EXERCISE
State how many lines of the items below contain the string "large", giving only the number.

[Annotation dataset entries]
╭──

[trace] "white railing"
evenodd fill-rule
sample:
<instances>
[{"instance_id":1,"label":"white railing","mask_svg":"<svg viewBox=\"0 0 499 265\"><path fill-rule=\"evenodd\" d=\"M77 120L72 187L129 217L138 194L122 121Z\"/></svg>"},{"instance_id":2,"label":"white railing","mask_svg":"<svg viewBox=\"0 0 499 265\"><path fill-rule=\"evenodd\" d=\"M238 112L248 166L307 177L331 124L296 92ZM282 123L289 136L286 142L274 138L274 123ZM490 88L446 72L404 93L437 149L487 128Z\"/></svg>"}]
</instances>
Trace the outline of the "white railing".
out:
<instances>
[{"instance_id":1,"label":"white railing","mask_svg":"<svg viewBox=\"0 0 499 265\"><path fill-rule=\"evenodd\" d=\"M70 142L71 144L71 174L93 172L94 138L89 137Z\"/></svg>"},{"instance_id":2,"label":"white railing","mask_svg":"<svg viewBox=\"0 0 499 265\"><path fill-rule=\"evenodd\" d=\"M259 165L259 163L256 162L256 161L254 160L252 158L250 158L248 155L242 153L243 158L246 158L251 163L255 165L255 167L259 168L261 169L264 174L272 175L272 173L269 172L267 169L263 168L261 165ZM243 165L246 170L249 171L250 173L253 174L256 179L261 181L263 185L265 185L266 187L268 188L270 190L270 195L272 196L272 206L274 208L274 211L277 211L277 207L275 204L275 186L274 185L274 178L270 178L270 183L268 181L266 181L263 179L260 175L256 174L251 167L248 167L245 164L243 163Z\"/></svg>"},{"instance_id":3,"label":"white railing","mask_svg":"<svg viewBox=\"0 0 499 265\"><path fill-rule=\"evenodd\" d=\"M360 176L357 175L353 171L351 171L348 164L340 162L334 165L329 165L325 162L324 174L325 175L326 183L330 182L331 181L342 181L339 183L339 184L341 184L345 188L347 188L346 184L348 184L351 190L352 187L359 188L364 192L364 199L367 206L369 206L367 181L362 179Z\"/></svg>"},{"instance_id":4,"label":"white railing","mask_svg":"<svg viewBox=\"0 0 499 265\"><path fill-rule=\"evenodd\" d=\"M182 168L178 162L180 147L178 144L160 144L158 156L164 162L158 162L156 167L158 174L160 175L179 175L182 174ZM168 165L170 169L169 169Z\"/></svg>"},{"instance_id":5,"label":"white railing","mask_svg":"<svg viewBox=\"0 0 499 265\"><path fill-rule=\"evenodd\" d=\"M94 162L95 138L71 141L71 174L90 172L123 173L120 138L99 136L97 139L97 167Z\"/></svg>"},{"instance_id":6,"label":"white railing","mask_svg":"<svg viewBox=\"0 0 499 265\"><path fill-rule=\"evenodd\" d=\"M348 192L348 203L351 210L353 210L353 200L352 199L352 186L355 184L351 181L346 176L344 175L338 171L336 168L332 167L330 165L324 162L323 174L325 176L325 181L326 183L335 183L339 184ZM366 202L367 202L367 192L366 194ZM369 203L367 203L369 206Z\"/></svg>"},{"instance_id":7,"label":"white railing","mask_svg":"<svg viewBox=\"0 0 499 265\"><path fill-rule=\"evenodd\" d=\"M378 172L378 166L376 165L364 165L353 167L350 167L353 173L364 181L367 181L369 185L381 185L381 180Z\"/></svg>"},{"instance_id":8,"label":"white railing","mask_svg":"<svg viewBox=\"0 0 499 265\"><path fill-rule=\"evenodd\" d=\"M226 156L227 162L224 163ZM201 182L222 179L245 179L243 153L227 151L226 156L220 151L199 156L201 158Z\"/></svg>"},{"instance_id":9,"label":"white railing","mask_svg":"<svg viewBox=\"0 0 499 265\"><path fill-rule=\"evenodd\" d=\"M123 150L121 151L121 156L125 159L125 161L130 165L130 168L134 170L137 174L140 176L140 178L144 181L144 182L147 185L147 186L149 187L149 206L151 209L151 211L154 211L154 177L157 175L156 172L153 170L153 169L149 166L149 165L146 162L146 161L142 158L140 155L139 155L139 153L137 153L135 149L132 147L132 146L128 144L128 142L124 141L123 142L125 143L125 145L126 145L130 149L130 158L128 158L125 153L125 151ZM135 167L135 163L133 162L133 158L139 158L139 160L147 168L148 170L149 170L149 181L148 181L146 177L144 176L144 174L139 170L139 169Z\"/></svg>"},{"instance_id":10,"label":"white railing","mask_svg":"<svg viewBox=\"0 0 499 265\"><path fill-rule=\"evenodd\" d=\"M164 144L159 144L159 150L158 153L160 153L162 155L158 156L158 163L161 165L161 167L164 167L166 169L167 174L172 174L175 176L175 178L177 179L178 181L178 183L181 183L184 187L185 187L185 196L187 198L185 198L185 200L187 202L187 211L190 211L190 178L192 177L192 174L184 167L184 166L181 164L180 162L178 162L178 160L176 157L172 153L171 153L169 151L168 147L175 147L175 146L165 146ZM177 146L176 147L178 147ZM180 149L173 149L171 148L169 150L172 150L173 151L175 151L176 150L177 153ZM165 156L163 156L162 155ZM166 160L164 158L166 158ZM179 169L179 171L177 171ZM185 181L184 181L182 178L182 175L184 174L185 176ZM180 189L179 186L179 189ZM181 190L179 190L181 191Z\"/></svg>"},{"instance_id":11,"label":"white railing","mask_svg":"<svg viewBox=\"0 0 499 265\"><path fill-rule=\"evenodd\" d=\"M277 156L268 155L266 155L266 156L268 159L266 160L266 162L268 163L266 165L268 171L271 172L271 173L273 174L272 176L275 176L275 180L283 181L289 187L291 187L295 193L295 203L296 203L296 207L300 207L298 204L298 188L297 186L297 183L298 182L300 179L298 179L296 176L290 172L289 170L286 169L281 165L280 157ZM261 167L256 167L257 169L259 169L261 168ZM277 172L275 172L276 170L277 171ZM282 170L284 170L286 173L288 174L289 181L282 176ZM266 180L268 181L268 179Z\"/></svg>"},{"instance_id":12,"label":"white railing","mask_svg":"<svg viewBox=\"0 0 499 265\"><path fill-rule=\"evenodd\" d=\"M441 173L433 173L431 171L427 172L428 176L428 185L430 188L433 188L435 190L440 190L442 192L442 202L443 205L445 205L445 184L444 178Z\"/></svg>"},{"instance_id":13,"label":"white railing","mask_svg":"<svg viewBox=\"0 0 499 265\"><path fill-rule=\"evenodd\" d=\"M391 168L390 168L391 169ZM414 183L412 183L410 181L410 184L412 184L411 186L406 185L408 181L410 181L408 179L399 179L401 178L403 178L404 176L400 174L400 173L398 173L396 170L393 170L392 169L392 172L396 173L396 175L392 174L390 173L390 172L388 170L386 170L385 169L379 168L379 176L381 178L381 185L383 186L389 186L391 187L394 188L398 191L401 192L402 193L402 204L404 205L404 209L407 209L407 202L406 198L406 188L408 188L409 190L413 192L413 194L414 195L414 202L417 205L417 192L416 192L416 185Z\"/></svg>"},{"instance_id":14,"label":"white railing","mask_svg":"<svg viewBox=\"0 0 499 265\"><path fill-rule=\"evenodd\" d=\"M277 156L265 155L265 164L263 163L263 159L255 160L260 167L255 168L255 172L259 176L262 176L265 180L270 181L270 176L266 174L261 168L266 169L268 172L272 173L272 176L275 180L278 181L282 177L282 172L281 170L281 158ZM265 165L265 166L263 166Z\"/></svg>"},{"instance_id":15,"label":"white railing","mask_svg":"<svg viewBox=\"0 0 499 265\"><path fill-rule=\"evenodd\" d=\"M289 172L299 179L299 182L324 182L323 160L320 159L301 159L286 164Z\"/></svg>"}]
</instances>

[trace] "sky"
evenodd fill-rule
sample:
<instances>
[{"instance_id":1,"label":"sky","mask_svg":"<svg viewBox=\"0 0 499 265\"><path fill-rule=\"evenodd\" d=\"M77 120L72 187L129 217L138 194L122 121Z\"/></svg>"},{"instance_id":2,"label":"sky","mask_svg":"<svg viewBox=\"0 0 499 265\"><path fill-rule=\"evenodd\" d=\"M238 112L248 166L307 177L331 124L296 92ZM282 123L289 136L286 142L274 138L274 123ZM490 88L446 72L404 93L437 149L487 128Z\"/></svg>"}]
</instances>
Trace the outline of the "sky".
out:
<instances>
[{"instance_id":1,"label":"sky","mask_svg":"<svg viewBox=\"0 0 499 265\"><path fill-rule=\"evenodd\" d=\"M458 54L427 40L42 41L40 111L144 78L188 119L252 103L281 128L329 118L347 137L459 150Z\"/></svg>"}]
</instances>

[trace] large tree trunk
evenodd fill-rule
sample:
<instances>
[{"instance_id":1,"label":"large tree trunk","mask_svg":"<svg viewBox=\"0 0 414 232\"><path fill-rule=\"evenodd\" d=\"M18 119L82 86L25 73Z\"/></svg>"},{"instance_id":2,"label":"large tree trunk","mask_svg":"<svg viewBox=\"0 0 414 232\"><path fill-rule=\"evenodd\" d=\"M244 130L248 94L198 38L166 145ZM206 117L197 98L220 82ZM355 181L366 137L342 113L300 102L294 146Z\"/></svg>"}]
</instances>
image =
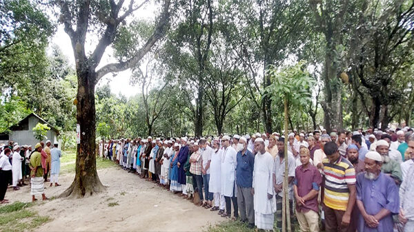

╰──

CORRECT RESPONSE
2